**EXERCISE BRIEF**
The records below need retyping in full; give them again exactly.

**DATA RECORDS**
..........

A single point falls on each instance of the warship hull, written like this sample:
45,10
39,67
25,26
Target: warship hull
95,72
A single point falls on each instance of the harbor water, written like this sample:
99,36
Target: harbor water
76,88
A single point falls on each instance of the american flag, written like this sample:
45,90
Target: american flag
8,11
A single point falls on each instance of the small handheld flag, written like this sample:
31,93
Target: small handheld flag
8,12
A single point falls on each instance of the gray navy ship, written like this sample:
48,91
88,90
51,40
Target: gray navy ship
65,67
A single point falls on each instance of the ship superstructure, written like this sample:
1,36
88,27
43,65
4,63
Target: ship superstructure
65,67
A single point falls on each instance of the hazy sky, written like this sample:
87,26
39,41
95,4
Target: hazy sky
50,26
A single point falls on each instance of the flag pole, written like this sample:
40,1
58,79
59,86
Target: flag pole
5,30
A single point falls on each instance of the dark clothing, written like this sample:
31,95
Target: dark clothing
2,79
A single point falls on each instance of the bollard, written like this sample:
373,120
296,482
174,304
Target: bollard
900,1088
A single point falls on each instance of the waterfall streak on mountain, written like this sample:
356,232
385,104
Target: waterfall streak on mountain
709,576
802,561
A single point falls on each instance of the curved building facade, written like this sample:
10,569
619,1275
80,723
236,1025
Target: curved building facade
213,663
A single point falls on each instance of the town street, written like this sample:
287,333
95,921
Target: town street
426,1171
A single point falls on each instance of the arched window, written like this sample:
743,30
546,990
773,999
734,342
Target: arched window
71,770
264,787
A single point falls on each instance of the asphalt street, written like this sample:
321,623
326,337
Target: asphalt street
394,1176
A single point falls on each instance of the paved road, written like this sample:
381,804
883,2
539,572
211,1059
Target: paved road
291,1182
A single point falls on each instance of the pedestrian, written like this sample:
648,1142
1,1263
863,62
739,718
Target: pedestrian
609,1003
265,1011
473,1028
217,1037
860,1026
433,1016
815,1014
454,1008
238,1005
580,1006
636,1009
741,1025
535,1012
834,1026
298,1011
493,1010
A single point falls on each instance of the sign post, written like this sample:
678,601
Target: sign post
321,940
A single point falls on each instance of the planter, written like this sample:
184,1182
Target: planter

..........

**TASK RESPONSE**
A single point falls on each instance of the warship hull, written like this sample:
45,10
39,67
25,26
Target: warship hull
95,72
A single point falls on each instance of the harbor water, written like this sample:
99,36
Target: harbor water
76,88
A single point falls on each instance of the american flag, written like this sample:
45,90
Target: american flag
8,11
A single point falls on each instance of the small handheld flag, written like this sample:
31,93
Target: small handheld flag
8,12
A single point falls on each instance of the gray navy ship, written like this sample:
48,91
88,90
51,40
Target: gray navy ship
65,67
A single point falls on each instance of the ship superstructure, written like this sample:
1,36
88,27
43,65
4,63
Target: ship superstructure
65,67
A single point falls on each instance of the hazy sky, written like this sample:
87,26
39,41
95,4
Target: hazy sky
50,26
A single point falls on each instance of the flag pole, written like this sample:
40,1
58,79
59,86
Target: flag pole
5,30
A single point falls on each instance of the dark clothing, written like this sample:
31,95
Target: dark clothing
2,79
A single point falls on each instance of the bollard, written like this sample:
373,120
296,482
174,304
Target: bollard
900,1088
A single point falls on each instance of the waterfall streak on mountain, written like this sample:
356,232
385,104
Target: waterfall streak on mountain
709,576
802,561
A single point falls on each instance of the curved building facade, written like this sample:
10,569
619,1275
80,723
236,1025
Target: curved building facade
213,663
A single point falls on each instance of the town street, written like this sample:
287,333
95,921
Target: town street
426,1171
A single point falls on each instance of the arched window, written like this sample:
743,30
546,990
773,999
734,342
Target: arched window
71,770
264,787
A single point falls on each instance of the asphalt street, written like this sample:
321,623
326,337
Target: asphalt street
394,1176
A single point falls on each instance of the paved road, written like this sample:
381,804
883,2
539,572
211,1059
Target: paved road
291,1182
A single point falls on each instance of the pedestrian, written like this sample:
648,1142
1,1263
863,62
739,718
Target: pedestrian
609,1003
265,1011
473,1028
217,1037
860,1026
433,1016
815,1014
454,1008
238,1005
580,1006
636,1009
741,1025
535,1012
834,1026
298,1011
493,1010
A single point falls on each instance of the sign post, written like this sample:
678,601
Target: sign post
321,940
A single point falls on each instance of the planter, written like this sample:
184,1182
Target: planter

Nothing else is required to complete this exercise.